START Exercise data
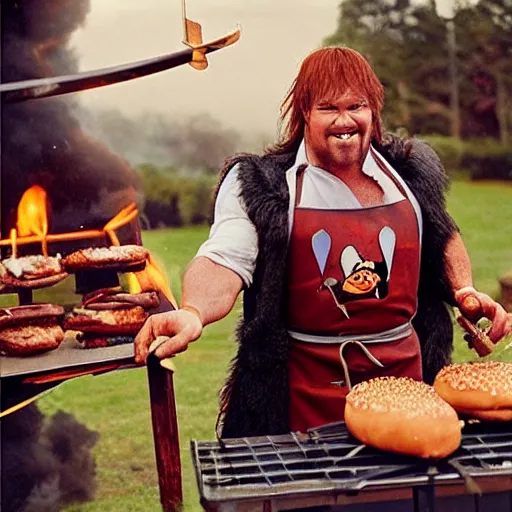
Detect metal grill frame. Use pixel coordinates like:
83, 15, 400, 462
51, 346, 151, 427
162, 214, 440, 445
192, 421, 512, 508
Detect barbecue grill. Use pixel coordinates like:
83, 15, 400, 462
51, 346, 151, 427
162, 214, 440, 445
192, 420, 512, 511
0, 2, 240, 511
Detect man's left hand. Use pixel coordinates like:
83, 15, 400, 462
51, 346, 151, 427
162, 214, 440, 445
455, 286, 511, 343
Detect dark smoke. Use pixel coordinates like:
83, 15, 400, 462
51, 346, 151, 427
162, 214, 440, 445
1, 0, 140, 235
1, 404, 99, 512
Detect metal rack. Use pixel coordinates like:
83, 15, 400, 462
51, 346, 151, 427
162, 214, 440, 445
192, 421, 512, 511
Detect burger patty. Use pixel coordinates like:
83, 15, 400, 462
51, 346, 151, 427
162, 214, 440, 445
0, 323, 64, 356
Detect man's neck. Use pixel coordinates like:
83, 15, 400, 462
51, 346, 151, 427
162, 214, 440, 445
303, 142, 370, 180
327, 164, 364, 182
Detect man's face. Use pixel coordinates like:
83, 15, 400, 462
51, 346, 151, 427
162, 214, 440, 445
304, 90, 373, 175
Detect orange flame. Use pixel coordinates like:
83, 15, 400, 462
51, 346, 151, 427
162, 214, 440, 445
128, 255, 177, 308
16, 185, 49, 256
102, 205, 176, 307
9, 189, 176, 306
17, 185, 48, 237
103, 203, 138, 245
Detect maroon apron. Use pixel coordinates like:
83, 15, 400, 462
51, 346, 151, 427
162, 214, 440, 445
287, 155, 422, 432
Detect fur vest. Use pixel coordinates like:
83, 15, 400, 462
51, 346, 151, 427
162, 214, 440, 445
217, 135, 458, 439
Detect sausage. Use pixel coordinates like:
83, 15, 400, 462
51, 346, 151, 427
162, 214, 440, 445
82, 291, 160, 310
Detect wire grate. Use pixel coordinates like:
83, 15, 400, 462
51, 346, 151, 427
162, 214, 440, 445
192, 421, 512, 504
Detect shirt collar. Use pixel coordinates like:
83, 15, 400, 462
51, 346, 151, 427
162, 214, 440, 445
293, 139, 308, 167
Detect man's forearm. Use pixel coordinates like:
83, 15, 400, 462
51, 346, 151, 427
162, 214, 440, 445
444, 232, 473, 295
180, 256, 243, 326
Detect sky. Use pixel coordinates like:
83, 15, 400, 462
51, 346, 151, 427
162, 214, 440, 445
70, 0, 342, 139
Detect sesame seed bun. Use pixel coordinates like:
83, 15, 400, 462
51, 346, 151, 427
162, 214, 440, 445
434, 362, 512, 411
345, 377, 462, 459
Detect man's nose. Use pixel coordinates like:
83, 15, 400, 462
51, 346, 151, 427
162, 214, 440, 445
332, 110, 356, 127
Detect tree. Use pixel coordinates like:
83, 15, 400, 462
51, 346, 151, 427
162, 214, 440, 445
456, 0, 512, 142
324, 0, 512, 142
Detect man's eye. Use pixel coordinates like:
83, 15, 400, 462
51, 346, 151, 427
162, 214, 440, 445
317, 105, 335, 111
348, 103, 364, 111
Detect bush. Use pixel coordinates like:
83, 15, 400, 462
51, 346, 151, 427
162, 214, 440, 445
137, 164, 216, 228
460, 139, 512, 181
417, 135, 512, 181
420, 135, 466, 172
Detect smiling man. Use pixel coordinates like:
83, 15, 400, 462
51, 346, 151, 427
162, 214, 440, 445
135, 47, 511, 438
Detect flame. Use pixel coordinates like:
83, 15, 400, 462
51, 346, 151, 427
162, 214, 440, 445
127, 273, 142, 294
8, 190, 177, 306
17, 185, 48, 237
1, 199, 138, 249
16, 185, 49, 256
102, 203, 177, 306
103, 203, 138, 245
128, 255, 177, 308
9, 229, 17, 259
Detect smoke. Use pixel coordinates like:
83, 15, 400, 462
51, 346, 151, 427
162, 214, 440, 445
0, 2, 138, 510
1, 0, 141, 234
1, 404, 99, 512
78, 108, 245, 173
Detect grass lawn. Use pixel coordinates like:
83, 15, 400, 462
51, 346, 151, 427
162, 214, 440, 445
33, 180, 511, 511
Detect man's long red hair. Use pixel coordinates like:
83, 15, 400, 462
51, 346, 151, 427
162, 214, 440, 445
269, 47, 385, 155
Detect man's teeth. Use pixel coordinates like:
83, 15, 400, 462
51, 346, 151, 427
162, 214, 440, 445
334, 133, 353, 140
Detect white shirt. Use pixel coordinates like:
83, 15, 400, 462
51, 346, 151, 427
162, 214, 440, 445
196, 141, 422, 287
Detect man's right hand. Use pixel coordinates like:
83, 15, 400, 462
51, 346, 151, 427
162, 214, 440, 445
134, 308, 203, 364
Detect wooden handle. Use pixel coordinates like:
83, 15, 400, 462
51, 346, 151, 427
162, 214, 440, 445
457, 314, 494, 357
460, 295, 483, 322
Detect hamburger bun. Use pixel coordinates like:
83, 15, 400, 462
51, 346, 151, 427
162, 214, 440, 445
0, 304, 65, 356
434, 362, 512, 411
434, 362, 512, 421
345, 377, 462, 459
455, 407, 512, 422
62, 245, 149, 272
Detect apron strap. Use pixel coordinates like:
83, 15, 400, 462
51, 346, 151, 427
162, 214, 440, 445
294, 164, 308, 207
336, 340, 385, 390
370, 146, 409, 197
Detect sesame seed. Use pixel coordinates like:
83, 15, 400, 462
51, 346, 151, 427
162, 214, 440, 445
346, 377, 454, 418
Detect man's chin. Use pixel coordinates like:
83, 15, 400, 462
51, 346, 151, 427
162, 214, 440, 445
330, 153, 362, 172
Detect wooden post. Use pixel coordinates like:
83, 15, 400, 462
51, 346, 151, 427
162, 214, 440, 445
147, 354, 182, 511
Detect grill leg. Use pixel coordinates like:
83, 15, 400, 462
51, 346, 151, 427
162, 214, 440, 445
413, 486, 436, 512
17, 289, 33, 305
147, 354, 182, 511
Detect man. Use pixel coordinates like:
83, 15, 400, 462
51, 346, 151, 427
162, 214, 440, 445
135, 47, 510, 438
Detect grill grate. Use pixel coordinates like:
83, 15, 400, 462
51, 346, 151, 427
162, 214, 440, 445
191, 421, 512, 504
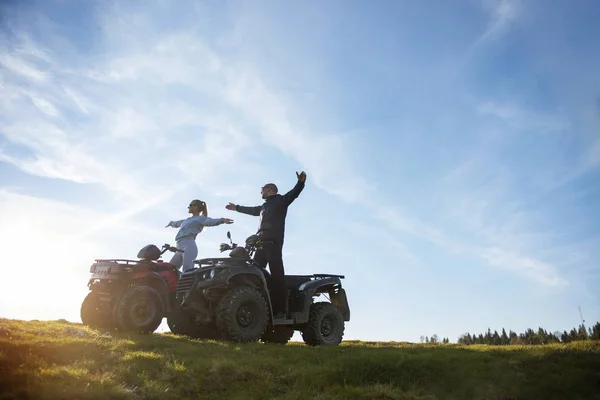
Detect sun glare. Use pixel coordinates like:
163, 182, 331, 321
0, 219, 101, 323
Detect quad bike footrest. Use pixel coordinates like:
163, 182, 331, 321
273, 318, 294, 326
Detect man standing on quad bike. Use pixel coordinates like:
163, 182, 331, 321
225, 171, 306, 320
166, 199, 233, 272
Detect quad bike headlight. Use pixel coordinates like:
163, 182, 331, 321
201, 268, 218, 280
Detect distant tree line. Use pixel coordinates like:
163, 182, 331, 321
419, 334, 450, 344
456, 321, 600, 345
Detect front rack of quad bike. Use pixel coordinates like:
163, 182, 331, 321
89, 259, 155, 273
192, 257, 254, 267
93, 259, 144, 264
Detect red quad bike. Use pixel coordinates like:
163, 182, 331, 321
80, 243, 182, 334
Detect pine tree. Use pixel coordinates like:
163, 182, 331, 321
501, 328, 509, 345
538, 327, 547, 344
591, 322, 600, 340
485, 328, 492, 344
578, 324, 588, 340
492, 330, 500, 345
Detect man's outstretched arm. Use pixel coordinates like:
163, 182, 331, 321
282, 171, 306, 205
226, 202, 261, 216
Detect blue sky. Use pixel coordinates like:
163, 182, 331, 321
1, 0, 599, 342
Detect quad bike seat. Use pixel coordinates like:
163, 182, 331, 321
284, 275, 313, 290
259, 271, 312, 289
258, 270, 313, 307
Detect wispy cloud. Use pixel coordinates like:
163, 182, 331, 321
374, 199, 569, 287
477, 102, 569, 133
0, 25, 254, 202
222, 66, 375, 203
586, 139, 600, 169
479, 0, 520, 43
0, 53, 49, 83
202, 16, 572, 288
447, 0, 522, 85
480, 247, 567, 287
0, 0, 594, 297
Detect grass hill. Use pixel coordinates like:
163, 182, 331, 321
1, 318, 599, 400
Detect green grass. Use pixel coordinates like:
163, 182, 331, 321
1, 319, 599, 400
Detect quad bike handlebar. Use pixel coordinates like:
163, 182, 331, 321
161, 244, 183, 254
218, 231, 274, 259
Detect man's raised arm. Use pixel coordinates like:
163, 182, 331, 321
226, 202, 261, 216
282, 171, 306, 205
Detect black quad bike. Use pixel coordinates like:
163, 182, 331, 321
167, 232, 350, 346
80, 243, 182, 334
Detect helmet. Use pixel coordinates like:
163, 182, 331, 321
137, 244, 161, 260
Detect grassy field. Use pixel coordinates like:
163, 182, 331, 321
1, 318, 599, 400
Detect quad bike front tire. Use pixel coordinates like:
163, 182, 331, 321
167, 310, 220, 340
114, 286, 164, 334
215, 286, 269, 343
261, 326, 295, 345
166, 310, 194, 335
80, 292, 115, 331
301, 302, 345, 346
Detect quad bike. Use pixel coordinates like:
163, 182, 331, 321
167, 231, 350, 346
80, 243, 182, 334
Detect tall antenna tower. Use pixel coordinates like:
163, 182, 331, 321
578, 306, 588, 339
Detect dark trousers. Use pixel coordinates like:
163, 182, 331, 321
253, 240, 286, 314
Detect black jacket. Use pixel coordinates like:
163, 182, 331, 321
235, 180, 305, 245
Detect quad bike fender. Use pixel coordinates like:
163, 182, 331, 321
225, 271, 274, 316
294, 278, 350, 323
329, 287, 350, 321
131, 272, 171, 311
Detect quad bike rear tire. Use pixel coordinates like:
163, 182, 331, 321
115, 286, 164, 334
261, 326, 295, 344
80, 292, 115, 331
301, 302, 345, 346
215, 286, 268, 343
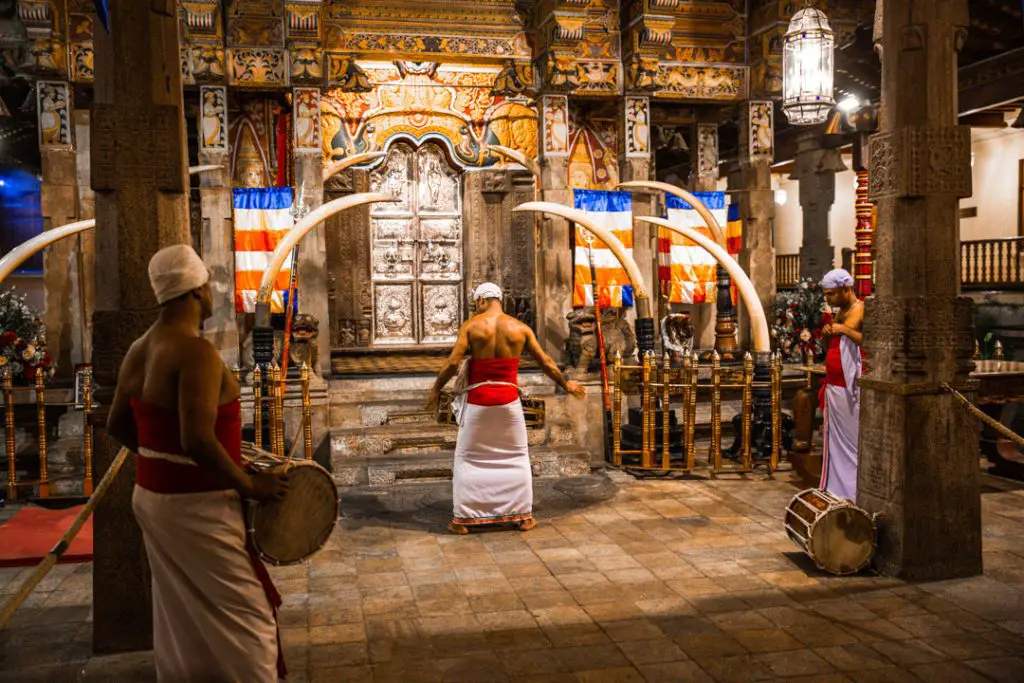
END Exercise data
[To do] Every line above that contains the word "grate" should be reported.

[Written reply]
Detect wire grate. Use pixel coordinates like:
Detect grill grate. Use pixel coordinates like:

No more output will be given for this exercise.